Each entry must be output once more without any change.
[Input data Boundary: Start]
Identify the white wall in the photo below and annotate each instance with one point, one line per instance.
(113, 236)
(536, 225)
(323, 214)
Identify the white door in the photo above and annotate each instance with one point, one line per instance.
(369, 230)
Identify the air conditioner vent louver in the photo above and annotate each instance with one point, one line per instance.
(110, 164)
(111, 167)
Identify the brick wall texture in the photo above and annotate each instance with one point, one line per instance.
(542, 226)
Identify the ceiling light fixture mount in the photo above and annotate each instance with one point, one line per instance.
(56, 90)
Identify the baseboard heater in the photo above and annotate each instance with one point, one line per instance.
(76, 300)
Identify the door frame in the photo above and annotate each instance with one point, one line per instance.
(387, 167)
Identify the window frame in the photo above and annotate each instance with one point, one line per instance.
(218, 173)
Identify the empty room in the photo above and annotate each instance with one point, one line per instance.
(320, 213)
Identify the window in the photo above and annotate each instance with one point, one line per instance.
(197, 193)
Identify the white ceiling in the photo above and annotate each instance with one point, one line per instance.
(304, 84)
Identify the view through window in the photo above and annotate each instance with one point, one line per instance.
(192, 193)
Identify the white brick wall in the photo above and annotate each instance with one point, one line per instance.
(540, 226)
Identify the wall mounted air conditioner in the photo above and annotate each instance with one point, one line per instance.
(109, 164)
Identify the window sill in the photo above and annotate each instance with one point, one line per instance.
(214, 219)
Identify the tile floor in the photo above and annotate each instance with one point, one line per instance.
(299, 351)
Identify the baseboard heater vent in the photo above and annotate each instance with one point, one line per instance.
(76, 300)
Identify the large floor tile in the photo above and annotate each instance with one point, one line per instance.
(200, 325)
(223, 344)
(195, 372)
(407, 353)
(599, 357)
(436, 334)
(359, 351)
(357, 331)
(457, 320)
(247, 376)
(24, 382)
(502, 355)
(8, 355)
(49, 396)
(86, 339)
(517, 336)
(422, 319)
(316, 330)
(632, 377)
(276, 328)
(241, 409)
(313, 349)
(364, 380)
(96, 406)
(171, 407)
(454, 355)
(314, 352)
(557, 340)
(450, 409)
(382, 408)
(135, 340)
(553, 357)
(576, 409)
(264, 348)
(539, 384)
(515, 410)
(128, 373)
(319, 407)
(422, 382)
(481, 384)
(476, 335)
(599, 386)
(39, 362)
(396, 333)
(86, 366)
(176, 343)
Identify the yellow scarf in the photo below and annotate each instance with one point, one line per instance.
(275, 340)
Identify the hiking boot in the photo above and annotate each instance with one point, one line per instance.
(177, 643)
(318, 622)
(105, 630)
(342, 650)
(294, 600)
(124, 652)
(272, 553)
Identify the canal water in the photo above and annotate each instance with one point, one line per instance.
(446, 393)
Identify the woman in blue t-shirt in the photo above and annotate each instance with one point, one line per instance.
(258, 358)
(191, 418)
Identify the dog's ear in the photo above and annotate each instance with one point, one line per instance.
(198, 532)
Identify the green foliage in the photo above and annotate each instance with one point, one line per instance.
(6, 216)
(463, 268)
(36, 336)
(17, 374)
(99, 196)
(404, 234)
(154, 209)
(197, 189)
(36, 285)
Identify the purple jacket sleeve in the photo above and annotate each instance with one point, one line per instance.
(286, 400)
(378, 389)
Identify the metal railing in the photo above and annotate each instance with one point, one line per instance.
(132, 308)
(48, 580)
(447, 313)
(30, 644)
[Input data Boundary: End]
## Final answer
Identify the white wall in the photo below and annotate each instance with one point, one line per instance.
(113, 236)
(536, 225)
(323, 214)
Identify the white door in the photo above and annotate each instance with one point, one line per instance.
(369, 230)
Identify the air conditioner vent louver in the photo above and annotate each instance with one point, one line per instance.
(110, 164)
(111, 167)
Identify the brick wall texture in the photo above and annotate each instance with one point, one line per instance.
(542, 226)
Identify the ceiling light fixture mount in the photo above and annotate each instance with one point, one line per instance.
(56, 90)
Identify the baseboard heater in the photo above and annotate each instance with one point, one line per instance.
(76, 300)
Identify the door frame in the photo above and annotate each instance with one point, one line per instance.
(387, 167)
Identify the window frame in the photo above and annotate each instance with one point, one line per instance.
(218, 173)
Identify the empty room in the photo above and annotate each instance with one point, one line per instance.
(320, 213)
Identify the window in the photo above and annotate each instance with one point, one line per instance.
(197, 193)
Identify the white ceiling in the photo above and annotate each instance with one point, one line per instance.
(304, 84)
Identify the view through window in the photo above and annotate each instance with one point, one line per instance.
(192, 193)
Identify the white brick wall in the photo above and annotate each instance with one point, one line per instance.
(540, 226)
Identify the wall mounted air conditioner in the photo above and annotate each instance with one point, one line per instance.
(109, 164)
Identify the window sill in the photo above and annotate each instance with one point, one line per instance.
(214, 219)
Identify the tile floor in the photo above and annotate each instance with one point, one line per instance.
(299, 351)
Identify the baseboard heater vent in the photo above and annotate each instance with one point, one line per instance.
(76, 300)
Identify the large floor tile in the photo above and annotate each instance with one point, one line per instance.
(200, 325)
(223, 344)
(195, 372)
(407, 353)
(599, 357)
(436, 334)
(359, 351)
(357, 331)
(457, 320)
(247, 376)
(24, 382)
(502, 355)
(8, 355)
(49, 396)
(86, 339)
(517, 336)
(422, 319)
(316, 330)
(632, 377)
(276, 328)
(241, 409)
(313, 349)
(364, 380)
(96, 406)
(171, 407)
(454, 355)
(314, 352)
(557, 340)
(450, 409)
(382, 408)
(135, 340)
(553, 357)
(576, 409)
(264, 348)
(539, 384)
(515, 410)
(128, 373)
(319, 407)
(422, 382)
(481, 384)
(476, 335)
(599, 386)
(39, 362)
(396, 333)
(86, 366)
(176, 343)
Identify the yellow scarf in the photo below and annotate each instance with one point, one line per instance.
(275, 340)
Identify the hiking boot in the photo above and annotate each instance with one point, one line per instance.
(177, 643)
(318, 622)
(105, 630)
(342, 650)
(294, 600)
(124, 652)
(272, 553)
Identify the canal water in the photo above and annotate each instance with one point, one line per instance.
(446, 393)
Identify the woman in blue t-shirt in the photo above and annotate each instance with one point, one line per instance.
(258, 358)
(191, 418)
Identify the dog's ear in the photo above and annotate each instance with one point, one line per instance.
(198, 532)
Identify the green foliage in the photo above and annotate each instance with one point, one line per instance.
(6, 216)
(463, 268)
(36, 336)
(17, 374)
(99, 196)
(404, 234)
(154, 209)
(197, 189)
(36, 285)
Identify the purple jacket sleeve in the photo above and annotate each instance with one point, one line per instance.
(286, 400)
(378, 389)
Identify the metal railing in the photo above and annotate each instance with one point, one line per instance.
(132, 308)
(48, 580)
(447, 313)
(30, 644)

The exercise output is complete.